_Work to be completed_
The count of lines below that include the string "stained" is the whole answer; write it alone.

Extracted records
/---
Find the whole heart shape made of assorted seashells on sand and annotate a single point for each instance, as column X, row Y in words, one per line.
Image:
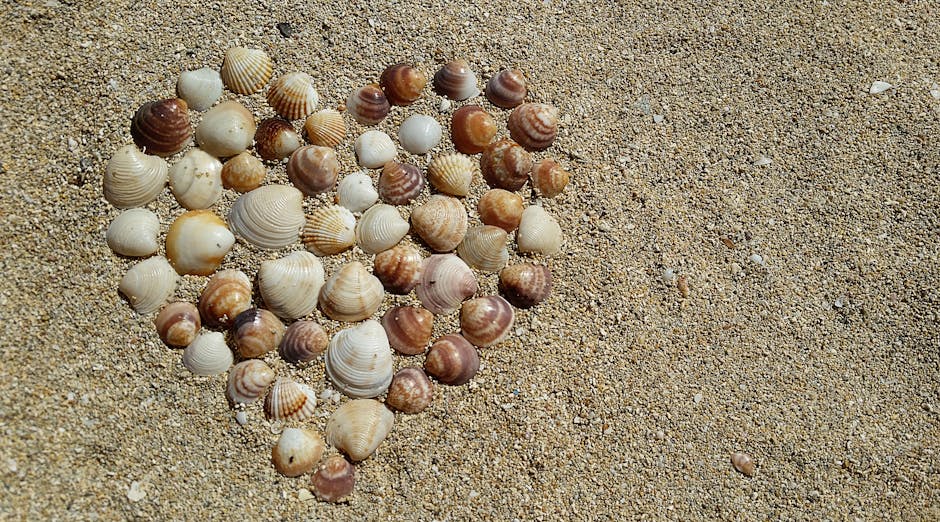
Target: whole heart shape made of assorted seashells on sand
column 358, row 359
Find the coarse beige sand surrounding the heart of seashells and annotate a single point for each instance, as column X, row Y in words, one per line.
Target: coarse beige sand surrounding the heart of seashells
column 618, row 398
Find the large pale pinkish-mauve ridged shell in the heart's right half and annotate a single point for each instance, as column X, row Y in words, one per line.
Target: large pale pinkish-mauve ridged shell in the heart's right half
column 446, row 281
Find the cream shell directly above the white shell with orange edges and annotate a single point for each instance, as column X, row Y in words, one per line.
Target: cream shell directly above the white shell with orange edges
column 196, row 180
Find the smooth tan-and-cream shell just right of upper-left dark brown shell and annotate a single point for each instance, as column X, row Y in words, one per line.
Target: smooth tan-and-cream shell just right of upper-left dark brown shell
column 226, row 129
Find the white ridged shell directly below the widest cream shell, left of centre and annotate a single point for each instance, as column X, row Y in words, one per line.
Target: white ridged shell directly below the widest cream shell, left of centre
column 290, row 285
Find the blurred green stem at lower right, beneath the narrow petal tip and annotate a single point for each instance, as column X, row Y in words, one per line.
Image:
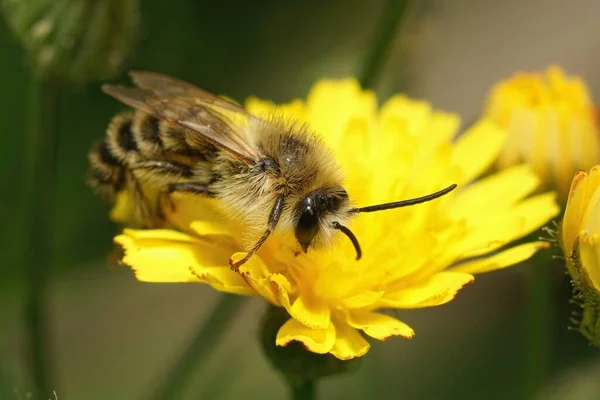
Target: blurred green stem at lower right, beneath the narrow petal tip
column 539, row 325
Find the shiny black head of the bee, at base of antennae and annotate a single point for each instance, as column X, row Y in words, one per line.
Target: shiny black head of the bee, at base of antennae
column 315, row 211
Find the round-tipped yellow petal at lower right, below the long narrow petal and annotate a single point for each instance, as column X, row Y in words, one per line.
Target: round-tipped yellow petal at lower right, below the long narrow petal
column 440, row 289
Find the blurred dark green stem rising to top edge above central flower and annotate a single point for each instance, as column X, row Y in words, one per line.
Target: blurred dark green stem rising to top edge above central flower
column 377, row 54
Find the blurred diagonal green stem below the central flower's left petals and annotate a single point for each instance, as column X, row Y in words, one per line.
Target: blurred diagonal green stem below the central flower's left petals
column 200, row 348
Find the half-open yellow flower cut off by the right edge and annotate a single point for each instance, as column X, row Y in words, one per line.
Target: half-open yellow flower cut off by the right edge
column 580, row 241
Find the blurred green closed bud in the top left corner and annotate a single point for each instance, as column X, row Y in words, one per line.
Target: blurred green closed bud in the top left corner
column 76, row 40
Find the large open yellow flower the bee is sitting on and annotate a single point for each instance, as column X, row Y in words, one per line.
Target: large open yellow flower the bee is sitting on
column 413, row 257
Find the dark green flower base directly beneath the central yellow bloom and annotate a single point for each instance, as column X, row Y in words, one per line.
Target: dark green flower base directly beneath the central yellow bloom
column 298, row 365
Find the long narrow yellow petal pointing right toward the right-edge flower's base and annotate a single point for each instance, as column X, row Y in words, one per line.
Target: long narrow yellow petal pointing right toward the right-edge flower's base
column 503, row 259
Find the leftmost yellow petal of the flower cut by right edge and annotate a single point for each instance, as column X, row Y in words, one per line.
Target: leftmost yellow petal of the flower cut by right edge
column 574, row 212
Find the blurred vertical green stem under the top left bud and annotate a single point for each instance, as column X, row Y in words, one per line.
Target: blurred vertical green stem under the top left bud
column 39, row 174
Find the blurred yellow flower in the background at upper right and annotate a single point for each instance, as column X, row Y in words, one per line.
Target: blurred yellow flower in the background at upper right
column 551, row 123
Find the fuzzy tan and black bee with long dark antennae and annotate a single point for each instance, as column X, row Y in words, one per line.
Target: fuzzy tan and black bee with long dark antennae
column 272, row 174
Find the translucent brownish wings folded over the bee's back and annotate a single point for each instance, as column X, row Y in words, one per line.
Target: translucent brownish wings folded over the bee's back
column 200, row 112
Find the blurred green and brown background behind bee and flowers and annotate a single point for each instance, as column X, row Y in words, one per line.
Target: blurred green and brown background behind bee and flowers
column 115, row 338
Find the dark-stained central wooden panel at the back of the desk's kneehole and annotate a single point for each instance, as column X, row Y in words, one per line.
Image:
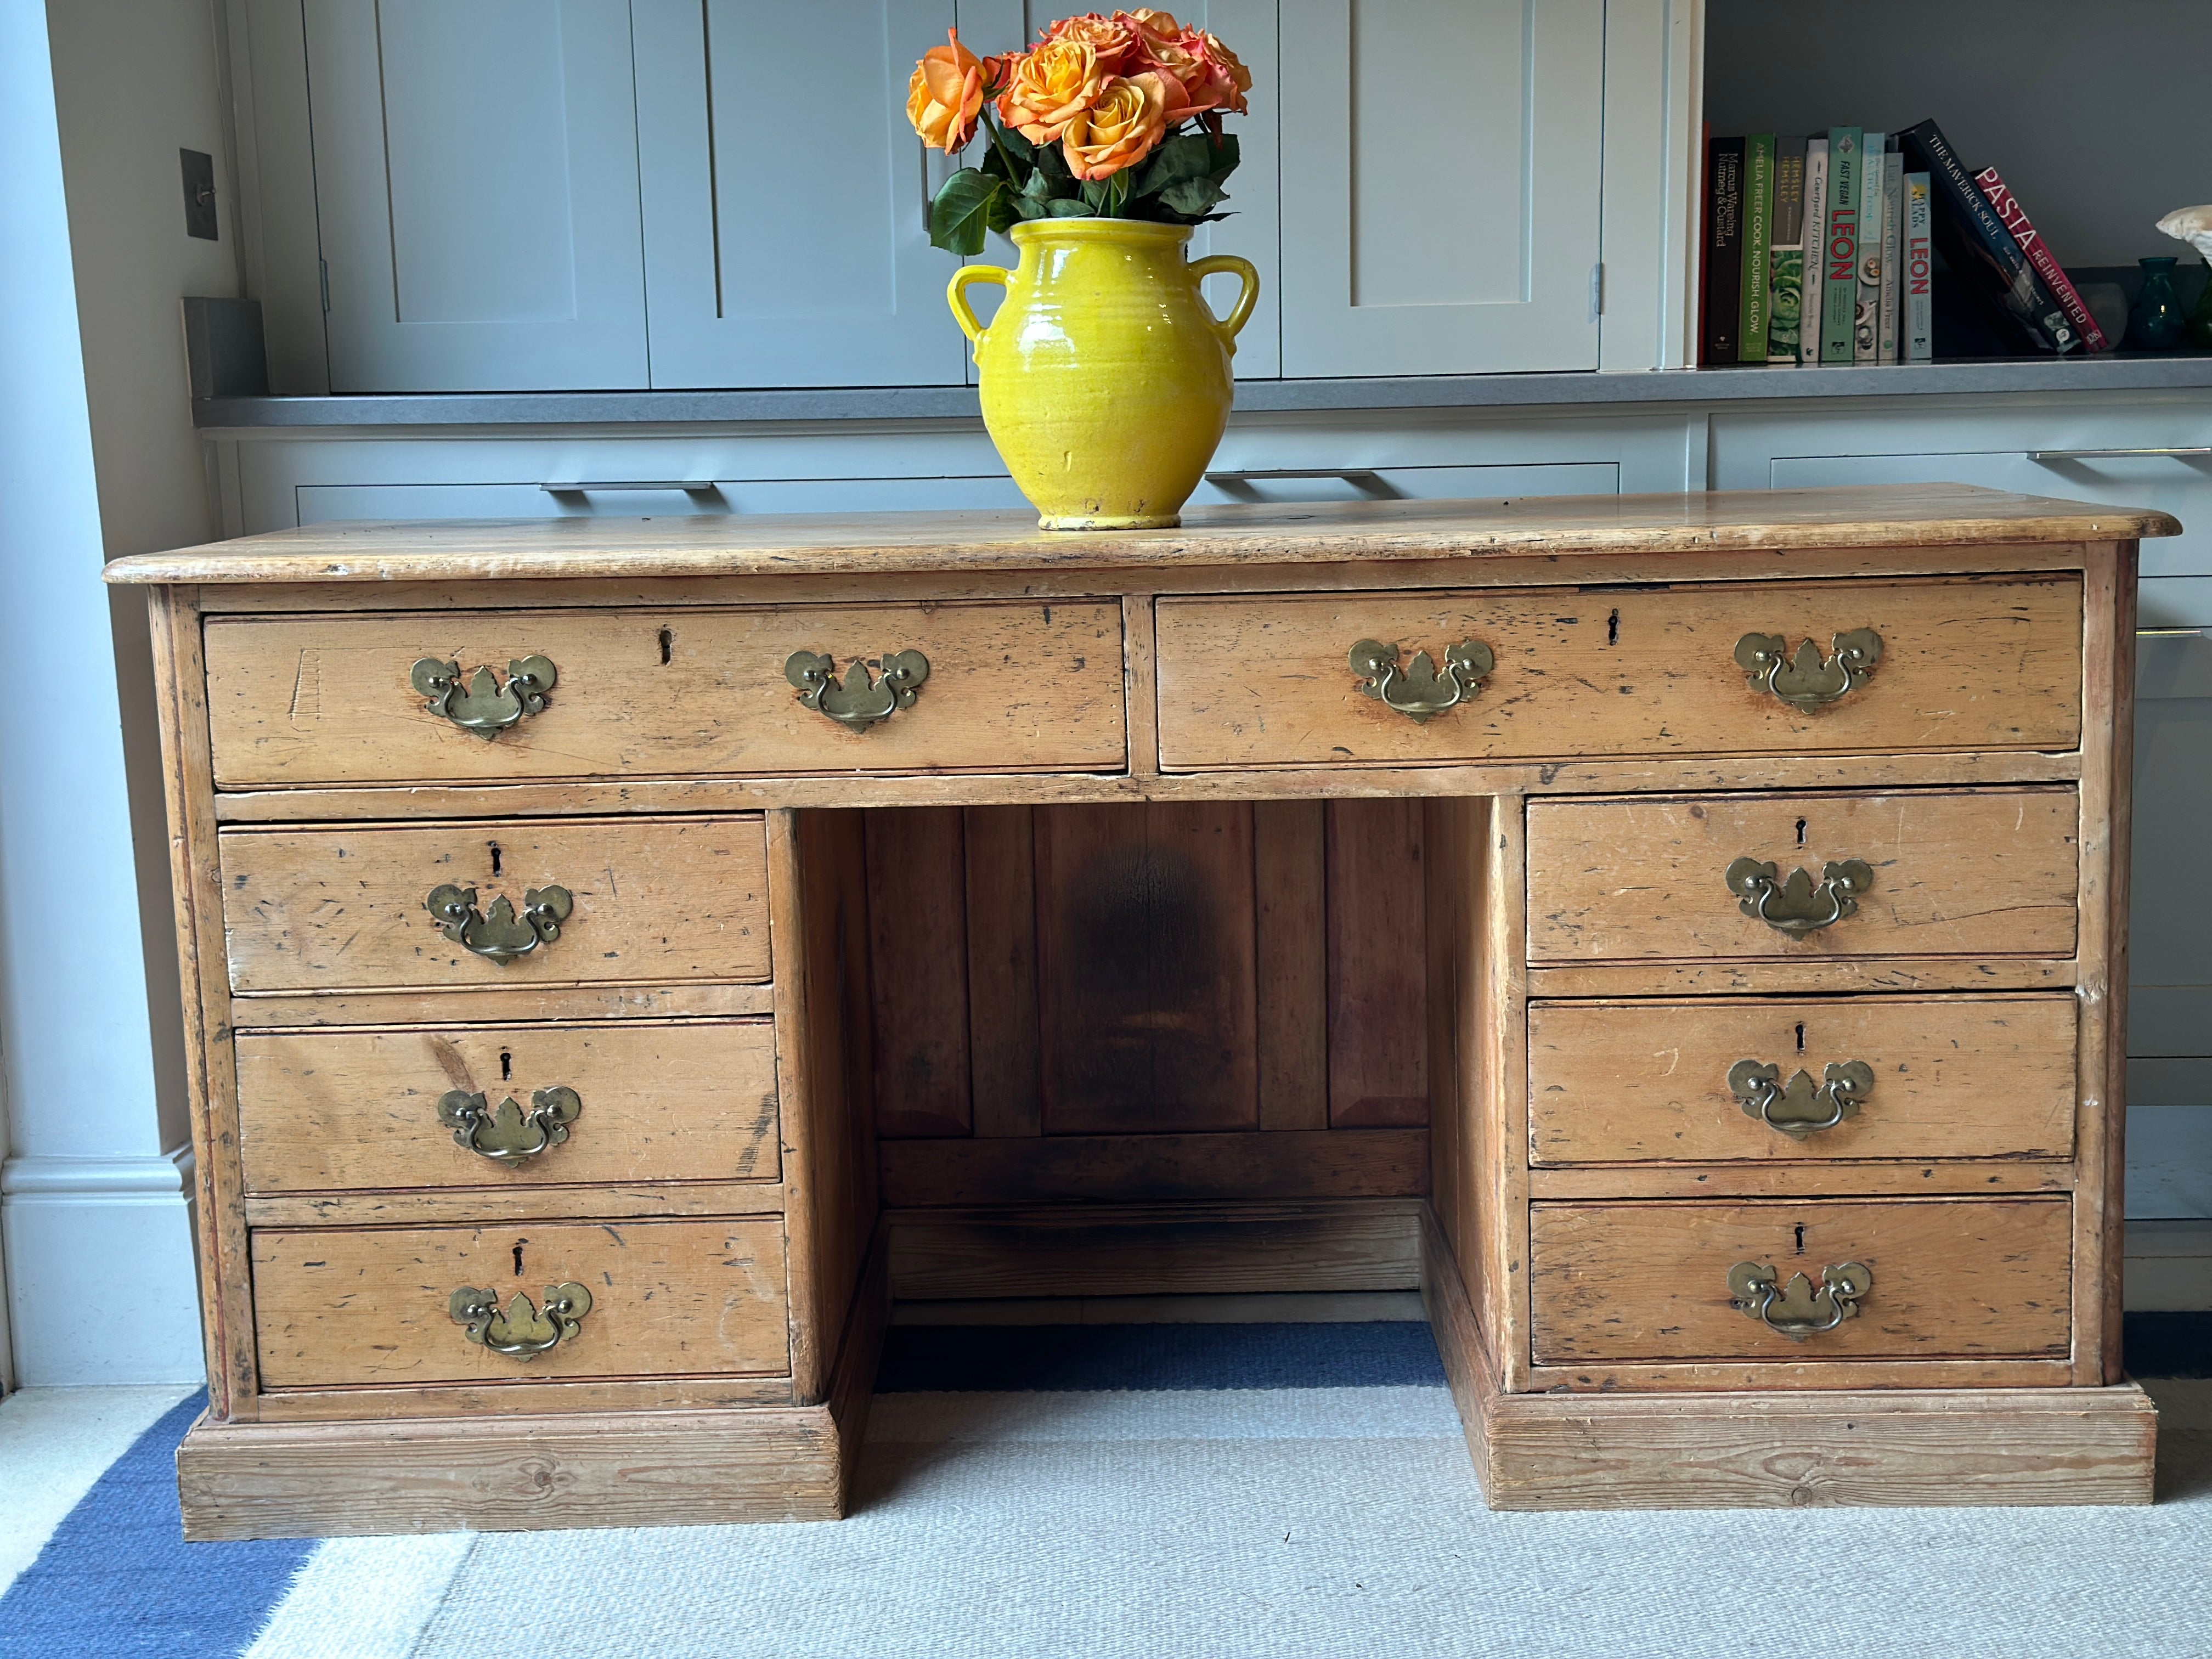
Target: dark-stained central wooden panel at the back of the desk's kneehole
\---
_Task output_
2